──────── Source extract
With less than a month to kick off, AFCON 2025 preparations have been dramatically reshaped by a controversial FIFA ruling, while the road to AFCON 2027 in East Africa is already being mapped out with warnings, demands and a sense of urgency from within the players’ own ranks.
From Morocco to Nairobi, Pretoria to Luanda, a common theme is emerging. Coaches, legends and active players are raising their voices, insisting that Africa’s premier football competition deserves more respect, better planning and stronger unity, both on and off the pitch.
How a FIFA decision changed AFCON 2025 in a single sentence
For months, African coaches had been sketching out training camps, friendly matches and tactical plans built on a simple assumption. As per long-standing regulations, clubs would release players at least two weeks before the start of a major continental tournament.
Then FIFA dropped a bombshell. After consultations with CAF and other stakeholders, the Bureau of the Council confirmed that clubs are only obliged to release African internationals from December 15, just seven days before AFCON 2025 begins in Morocco on December 21. Suddenly, finely tuned plans turned into scrambled schedules and emergency phone calls.
────────────────
__Directions__
1 > Answer these from the AFCON article:
(a) Where will AFCON 2027 be held?
(b) Under long-standing regulations, how long before a major continental tournament did clubs have to release players?
(c) From what date are clubs now obliged to release African internationals for AFCON 2025?
2 > Print the passage of the AFCON article starting at "From Morocco to" and ending at "off the pitch.".
──────── Dataset section
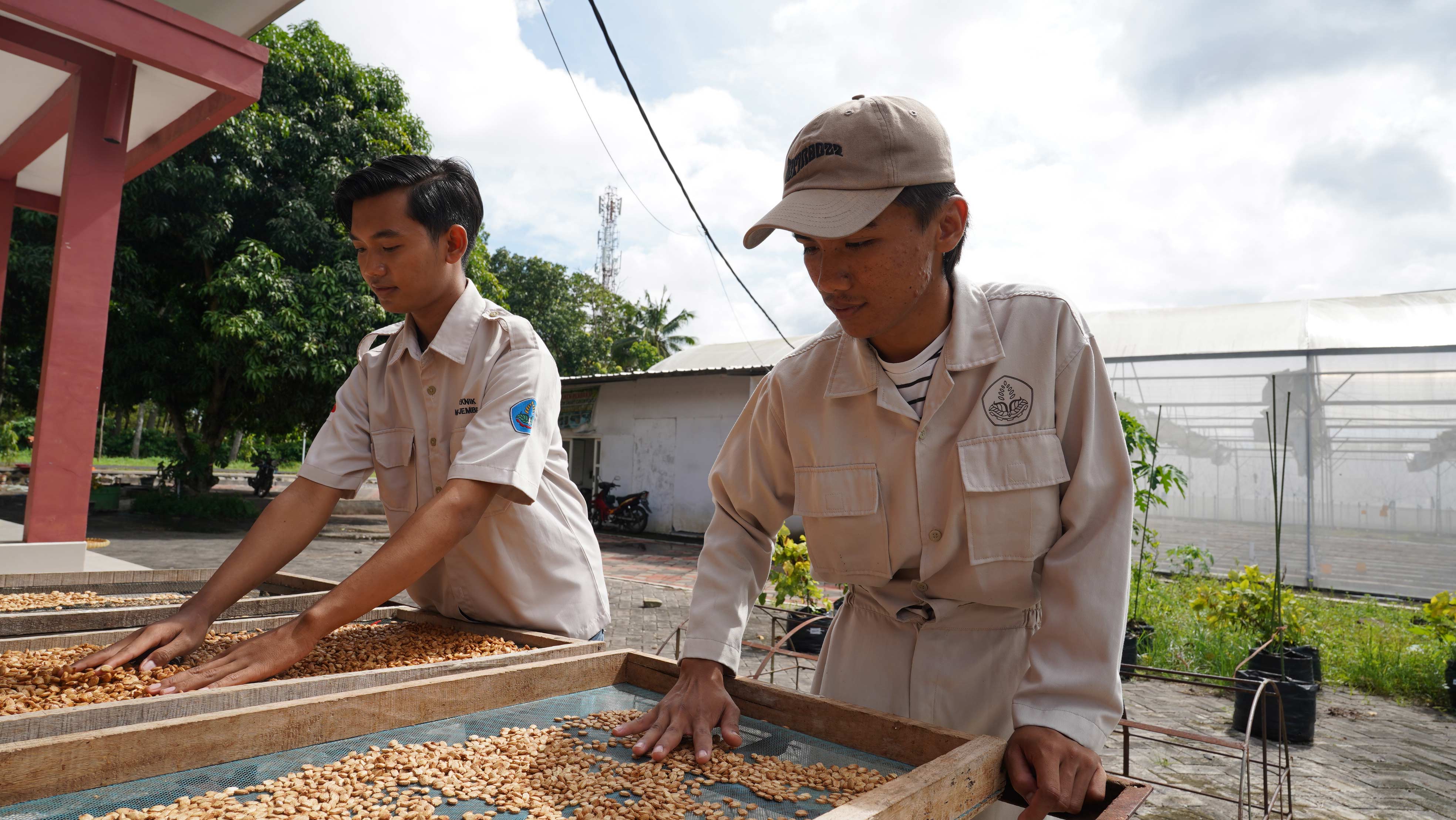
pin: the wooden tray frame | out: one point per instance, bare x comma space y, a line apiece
286, 593
92, 717
956, 777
────────────────
__Responses in order__
1 >
(a) East Africa
(b) At least two weeks
(c) December 15

2 >
From Morocco to Nairobi, Pretoria to Luanda, a common theme is emerging. Coaches, legends and active players are raising their voices, insisting that Africa’s premier football competition deserves more respect, better planning and stronger unity, both on and off the pitch.